*** Data extract ***
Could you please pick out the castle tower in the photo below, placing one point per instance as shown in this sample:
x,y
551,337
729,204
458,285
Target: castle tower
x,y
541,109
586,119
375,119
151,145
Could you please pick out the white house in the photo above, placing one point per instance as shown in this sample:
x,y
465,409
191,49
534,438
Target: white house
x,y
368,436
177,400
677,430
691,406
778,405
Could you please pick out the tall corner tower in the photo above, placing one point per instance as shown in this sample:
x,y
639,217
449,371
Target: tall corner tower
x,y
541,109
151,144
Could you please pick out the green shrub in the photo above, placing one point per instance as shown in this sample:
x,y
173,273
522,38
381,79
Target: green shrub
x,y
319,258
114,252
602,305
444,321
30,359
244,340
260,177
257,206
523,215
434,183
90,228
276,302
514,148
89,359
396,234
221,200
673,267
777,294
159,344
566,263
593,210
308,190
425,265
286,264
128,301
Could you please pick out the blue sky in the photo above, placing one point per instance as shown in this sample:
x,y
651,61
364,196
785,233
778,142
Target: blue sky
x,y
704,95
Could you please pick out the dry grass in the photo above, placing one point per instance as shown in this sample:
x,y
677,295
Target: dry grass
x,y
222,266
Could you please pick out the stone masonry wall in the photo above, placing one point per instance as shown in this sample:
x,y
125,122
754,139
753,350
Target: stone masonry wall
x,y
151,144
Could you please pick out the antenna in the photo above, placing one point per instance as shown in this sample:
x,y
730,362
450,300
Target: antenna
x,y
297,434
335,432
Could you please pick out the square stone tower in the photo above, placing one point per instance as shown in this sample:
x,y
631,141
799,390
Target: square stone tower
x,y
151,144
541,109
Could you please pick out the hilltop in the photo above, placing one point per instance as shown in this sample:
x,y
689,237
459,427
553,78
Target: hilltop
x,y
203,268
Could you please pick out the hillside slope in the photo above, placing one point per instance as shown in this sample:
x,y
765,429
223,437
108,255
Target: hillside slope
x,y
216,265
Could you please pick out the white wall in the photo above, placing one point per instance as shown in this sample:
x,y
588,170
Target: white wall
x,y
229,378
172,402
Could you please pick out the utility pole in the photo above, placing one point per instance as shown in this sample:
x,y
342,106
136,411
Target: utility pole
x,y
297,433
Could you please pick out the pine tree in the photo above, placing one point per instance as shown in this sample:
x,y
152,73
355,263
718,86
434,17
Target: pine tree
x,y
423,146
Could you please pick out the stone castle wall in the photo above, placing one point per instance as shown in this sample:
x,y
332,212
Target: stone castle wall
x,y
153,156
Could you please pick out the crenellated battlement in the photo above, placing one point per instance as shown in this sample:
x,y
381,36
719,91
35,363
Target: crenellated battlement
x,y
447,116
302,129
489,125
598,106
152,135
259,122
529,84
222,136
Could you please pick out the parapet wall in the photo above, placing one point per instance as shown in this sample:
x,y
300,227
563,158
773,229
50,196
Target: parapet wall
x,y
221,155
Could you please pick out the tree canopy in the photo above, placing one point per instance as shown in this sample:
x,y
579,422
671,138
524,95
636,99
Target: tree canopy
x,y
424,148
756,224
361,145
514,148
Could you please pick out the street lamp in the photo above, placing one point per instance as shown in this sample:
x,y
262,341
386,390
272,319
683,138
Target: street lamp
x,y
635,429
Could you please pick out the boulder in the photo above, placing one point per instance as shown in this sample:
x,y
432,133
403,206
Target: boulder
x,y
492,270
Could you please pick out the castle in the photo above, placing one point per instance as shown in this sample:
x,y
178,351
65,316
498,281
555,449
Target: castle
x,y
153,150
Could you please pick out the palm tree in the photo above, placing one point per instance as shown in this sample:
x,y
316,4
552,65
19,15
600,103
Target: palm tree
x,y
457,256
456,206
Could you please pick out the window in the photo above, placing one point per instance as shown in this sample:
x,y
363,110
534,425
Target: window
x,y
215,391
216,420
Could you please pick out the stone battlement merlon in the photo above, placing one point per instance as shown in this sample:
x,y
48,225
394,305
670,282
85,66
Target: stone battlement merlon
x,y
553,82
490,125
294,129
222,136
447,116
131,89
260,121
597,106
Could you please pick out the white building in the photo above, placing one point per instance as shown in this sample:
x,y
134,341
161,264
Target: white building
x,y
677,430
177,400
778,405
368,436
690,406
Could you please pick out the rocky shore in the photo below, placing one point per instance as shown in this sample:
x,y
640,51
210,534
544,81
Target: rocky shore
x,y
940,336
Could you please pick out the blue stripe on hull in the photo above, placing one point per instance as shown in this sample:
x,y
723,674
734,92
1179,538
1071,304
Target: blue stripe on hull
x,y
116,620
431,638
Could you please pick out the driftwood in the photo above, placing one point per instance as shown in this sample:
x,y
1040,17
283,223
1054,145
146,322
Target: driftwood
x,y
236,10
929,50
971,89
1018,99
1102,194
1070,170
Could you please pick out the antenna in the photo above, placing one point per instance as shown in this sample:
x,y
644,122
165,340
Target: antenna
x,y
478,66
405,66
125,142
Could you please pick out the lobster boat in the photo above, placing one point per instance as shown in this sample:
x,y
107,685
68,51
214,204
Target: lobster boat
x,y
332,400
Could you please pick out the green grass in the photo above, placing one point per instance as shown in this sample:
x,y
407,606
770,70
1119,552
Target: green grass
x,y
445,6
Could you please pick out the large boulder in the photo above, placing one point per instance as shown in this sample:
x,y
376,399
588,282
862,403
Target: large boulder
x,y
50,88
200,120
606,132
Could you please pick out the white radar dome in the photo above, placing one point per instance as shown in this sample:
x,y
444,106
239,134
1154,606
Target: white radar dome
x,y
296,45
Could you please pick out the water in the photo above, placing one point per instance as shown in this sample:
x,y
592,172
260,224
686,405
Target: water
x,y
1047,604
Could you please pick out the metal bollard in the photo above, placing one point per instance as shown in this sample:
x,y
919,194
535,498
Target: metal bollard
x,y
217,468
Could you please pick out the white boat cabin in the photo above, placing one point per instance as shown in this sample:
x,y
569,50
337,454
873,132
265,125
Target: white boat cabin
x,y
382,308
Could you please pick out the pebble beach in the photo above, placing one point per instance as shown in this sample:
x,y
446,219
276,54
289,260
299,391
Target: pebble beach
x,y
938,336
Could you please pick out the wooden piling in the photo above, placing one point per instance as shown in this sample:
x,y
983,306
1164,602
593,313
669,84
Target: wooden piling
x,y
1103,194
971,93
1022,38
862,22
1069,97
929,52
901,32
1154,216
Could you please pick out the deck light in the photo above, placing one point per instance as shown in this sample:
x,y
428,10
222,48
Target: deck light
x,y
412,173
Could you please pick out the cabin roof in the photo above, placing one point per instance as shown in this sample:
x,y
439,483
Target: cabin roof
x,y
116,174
***
Please return, exactly as written, the line containing "Target: pebble beach" and every line after it through the end of the records above, and nothing else.

Reply –
Target: pebble beach
x,y
938,336
Could you please pick out the wooden piling in the photo above, placing one point per instance as shown in this sample:
x,y
983,306
1164,602
593,313
669,84
Target: wooden piling
x,y
1103,194
971,93
1022,38
862,22
1069,97
929,52
901,32
1154,216
Could you please pick out the deck light in the photo above, placing one point per instance as shown in this sample:
x,y
428,10
222,48
Target: deck light
x,y
412,173
Could you please pick out the cabin roof in the photo above, placing one point per instance as shown in this sample:
x,y
439,483
Target: cabin roof
x,y
116,174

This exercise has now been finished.